:: TEXTE SOURCE ::
---
Fonds marins: trésors convoités
OCÉANOGRAPHIE • Saignée à blanc, la Terre arrive au bout de ses ressources de surface, nécessaires à nos nouvelles technologies. La Norvège est l’un des premiers pays à envisager sérieusement l’exploitation des fonds marins pour combler ce manque.
Après l’Antarctique et la Lune, les fonds marins? L’exploration de nouvelles contrées dans le dernier siècle par l’espèce humaine a suscité de nombreuses convoitises pour les ressources naturelles présentes sur ces territoires. Alors que l’Antarctique, terra nullius qui n’appartient à aucune nation, bénéficie d’un traité de non-exploitation, il pourrait en être autrement des fonds marins. En effet, la Norvège a récemment exprimé sa volonté d’exploiter les fonds marins de ses eaux arctiques. Au contraire du continent antarctique, la région Arctique comprend six pays (Russie, Norvège, Danemark, Islande, Canada et États-Unis) qui cherchent à s’approprier les richesses naturelles présentes dans leurs eaux territoriales entourant le pôle Nord. Cette nouvelle a incité plusieurs groupes à se positionner contre le projet et à rappeler les dangers liés à l’exploitation minière en eaux profondes, notamment l’Autorité internationale des fonds marins (AIFM).
---
:: EXTRAITS DE DONNÉES ::
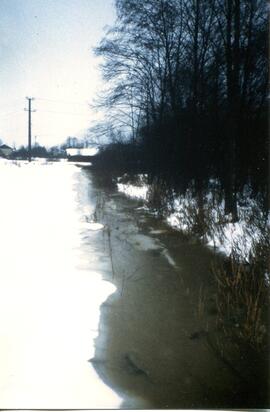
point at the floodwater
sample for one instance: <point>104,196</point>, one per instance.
<point>101,304</point>
<point>51,288</point>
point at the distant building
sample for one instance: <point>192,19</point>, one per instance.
<point>87,151</point>
<point>5,151</point>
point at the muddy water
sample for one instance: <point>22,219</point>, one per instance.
<point>154,346</point>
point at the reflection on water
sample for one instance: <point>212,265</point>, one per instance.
<point>50,289</point>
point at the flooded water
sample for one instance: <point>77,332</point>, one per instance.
<point>51,289</point>
<point>101,304</point>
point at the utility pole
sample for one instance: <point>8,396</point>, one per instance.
<point>29,110</point>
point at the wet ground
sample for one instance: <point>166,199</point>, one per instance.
<point>157,331</point>
<point>101,304</point>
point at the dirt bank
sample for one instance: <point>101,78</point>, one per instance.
<point>154,344</point>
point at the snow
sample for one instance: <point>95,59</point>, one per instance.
<point>221,235</point>
<point>136,192</point>
<point>51,289</point>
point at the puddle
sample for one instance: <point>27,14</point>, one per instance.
<point>95,226</point>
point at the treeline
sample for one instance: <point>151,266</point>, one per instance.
<point>187,85</point>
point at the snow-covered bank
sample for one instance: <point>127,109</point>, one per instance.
<point>219,231</point>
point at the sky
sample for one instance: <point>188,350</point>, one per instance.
<point>46,52</point>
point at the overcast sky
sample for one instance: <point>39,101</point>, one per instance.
<point>46,53</point>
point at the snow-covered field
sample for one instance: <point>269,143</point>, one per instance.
<point>51,289</point>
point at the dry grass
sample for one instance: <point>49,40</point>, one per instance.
<point>242,300</point>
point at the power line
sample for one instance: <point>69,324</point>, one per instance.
<point>58,112</point>
<point>62,101</point>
---
:: TRAVAIL DEMANDÉ ::
A. Indiquez si chacune de ces affirmations concorde avec le texte sur les fonds marins, par oui ou non, en citant les mots décisifs du texte : (i) l’Antarctique bénéficie d’un traité de non-exploitation ; (ii) la région Arctique comprend cinq pays ; (iii) la Norvège veut exploiter les fonds marins de ses eaux antarctiques.
B. D’après le texte sur les fonds marins, quel organisme s’est positionné contre le projet norvégien ?
C. Recopiez dans le texte sur les fonds marins le passage qui s’ouvre sur les mots contenant « Fonds marins: trésors » et se clôt sur « combler ce manque. ».

:: RÉPONSES ATTENDUES ::
A.
(i) Oui : « bénéficie d’un traité de non-exploitation ».
(ii) Non : « la région Arctique comprend six pays ».
(iii) Non : « exploiter les fonds marins de ses eaux arctiques ».

B. L’Autorité internationale des fonds marins (AIFM).

C.
Fonds marins: trésors convoités
OCÉANOGRAPHIE • Saignée à blanc, la Terre arrive au bout de ses ressources de surface, nécessaires à nos nouvelles technologies. La Norvège est l’un des premiers pays à envisager sérieusement l’exploitation des fonds marins pour combler ce manque.